**Text excerpt:**
»»
# Blackwater 5-1



## collinscraft2 (Sep 11, 2009)

The wife and I put in at Bagdad ramp at 6:00. We went south to the mouth of the bay. By 6:45 she had a 25" red, and I caught a small speck. In the next hour we caught 4 11-13" bass, 1 bluegill. The total for the day was 1 red, 4specks, 5 bass, and 1 bluegill. Back on the trailer at 11:30 due to fuel issues. I hope to have that fixed this morning so we can go to Escambia today. No pics because I still need to figure out how to post from my phone. Will add them later. She had a blast and is a believer in the Rapala Shad raps.


----------



## tips n tails (Mar 2, 2011)

nice report, plus 1 on the shad raps


----------



## redfishinfool (May 2, 2012)

collinscraft2 said:


> The wife and I put in at Bagdad ramp at 6:00. We went south to the mouth of the bay. By 6:45 she had a 25" red, and I caught a small speck. In the next hour we caught 4 11-13" bass, 1 bluegill. The total for the day was 1 red, 4specks, 5 bass, and 1 bluegill. Back on the trailer at 11:30 due to fuel issues. I hope to have that fixed this morning so we can go to Escambia today. No pics because I still need to figure out how to post from my phone. Will add them later. She had a blast and is a believer in the Rapala Shad raps.
««
**Information shown:**
»»
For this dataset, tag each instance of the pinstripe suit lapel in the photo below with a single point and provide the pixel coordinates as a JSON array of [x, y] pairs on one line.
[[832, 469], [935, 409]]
««
**The problem:**
Reproduce the part of the fishing thread between "## collinscraft2 (Sep" and "(Mar 2, 2011)", inclusive. The lines above are separate from the fishing thread.

**Correct response:**
## collinscraft2 (Sep 11, 2009)

The wife and I put in at Bagdad ramp at 6:00. We went south to the mouth of the bay. By 6:45 she had a 25" red, and I caught a small speck. In the next hour we caught 4 11-13" bass, 1 bluegill. The total for the day was 1 red, 4specks, 5 bass, and 1 bluegill. Back on the trailer at 11:30 due to fuel issues. I hope to have that fixed this morning so we can go to Escambia today. No pics because I still need to figure out how to post from my phone. Will add them later. She had a blast and is a believer in the Rapala Shad raps.


----------



## tips n tails (Mar 2, 2011)